▶ **PROBLEM DESCRIPTION**:
Rewrite the records as a two-column CSV with the headers text and answer, giving one row per record and putting its text and its answer each in a single quoted field with line breaks replaced by spaces. Include only the records starting at the beginning and going on through the line containing "<point>466,283</point>".

[start THE RECORDS]

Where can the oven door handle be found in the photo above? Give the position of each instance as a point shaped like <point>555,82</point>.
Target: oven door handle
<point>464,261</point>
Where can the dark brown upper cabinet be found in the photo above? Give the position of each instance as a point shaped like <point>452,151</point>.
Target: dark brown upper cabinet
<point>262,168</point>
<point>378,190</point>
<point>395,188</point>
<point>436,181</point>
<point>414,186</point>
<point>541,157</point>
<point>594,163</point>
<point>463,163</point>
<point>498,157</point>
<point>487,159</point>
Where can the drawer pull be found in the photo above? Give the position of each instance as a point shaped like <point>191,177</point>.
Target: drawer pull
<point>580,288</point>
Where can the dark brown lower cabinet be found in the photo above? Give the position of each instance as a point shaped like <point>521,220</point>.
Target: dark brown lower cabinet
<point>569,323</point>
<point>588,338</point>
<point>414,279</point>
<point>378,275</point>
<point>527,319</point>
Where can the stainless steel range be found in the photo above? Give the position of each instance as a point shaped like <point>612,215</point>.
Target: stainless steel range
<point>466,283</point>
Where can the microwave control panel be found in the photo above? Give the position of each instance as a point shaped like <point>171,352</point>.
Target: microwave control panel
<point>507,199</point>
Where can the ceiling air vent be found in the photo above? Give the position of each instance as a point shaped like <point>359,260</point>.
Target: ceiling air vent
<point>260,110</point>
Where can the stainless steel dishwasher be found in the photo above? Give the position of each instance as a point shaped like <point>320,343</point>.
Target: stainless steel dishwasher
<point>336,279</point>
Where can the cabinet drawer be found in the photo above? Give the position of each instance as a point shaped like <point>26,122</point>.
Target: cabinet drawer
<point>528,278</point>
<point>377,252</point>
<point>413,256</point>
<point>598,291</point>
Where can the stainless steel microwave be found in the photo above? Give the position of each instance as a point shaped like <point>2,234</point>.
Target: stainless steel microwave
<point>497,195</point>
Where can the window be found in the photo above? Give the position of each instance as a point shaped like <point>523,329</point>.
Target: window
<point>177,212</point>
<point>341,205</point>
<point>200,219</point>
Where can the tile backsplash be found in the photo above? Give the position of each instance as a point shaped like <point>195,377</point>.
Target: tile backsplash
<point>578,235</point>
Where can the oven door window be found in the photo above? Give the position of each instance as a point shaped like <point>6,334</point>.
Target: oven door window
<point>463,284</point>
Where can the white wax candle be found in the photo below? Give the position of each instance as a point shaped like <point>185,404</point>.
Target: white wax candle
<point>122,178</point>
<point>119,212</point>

[end THE RECORDS]

▶ **COMPLETE ANSWER**:
text,answer
"Where can the oven door handle be found in the photo above? Give the position of each instance as a point shaped like <point>555,82</point>. Target: oven door handle","<point>464,261</point>"
"Where can the dark brown upper cabinet be found in the photo above? Give the position of each instance as a point shaped like <point>452,151</point>. Target: dark brown upper cabinet","<point>262,168</point> <point>378,190</point> <point>395,188</point> <point>436,181</point> <point>414,186</point> <point>541,157</point> <point>594,163</point> <point>463,163</point> <point>498,157</point> <point>487,159</point>"
"Where can the drawer pull be found in the photo above? Give the position of each instance as a point shaped like <point>191,177</point>. Target: drawer pull","<point>580,288</point>"
"Where can the dark brown lower cabinet be found in the photo above? Give the position of each instance as a point shaped like <point>521,220</point>. Target: dark brown lower cabinet","<point>569,323</point> <point>588,338</point> <point>414,279</point> <point>378,275</point> <point>527,319</point>"
"Where can the stainless steel range be found in the photo above? Give the position of each instance as a point shaped like <point>612,215</point>. Target: stainless steel range","<point>466,283</point>"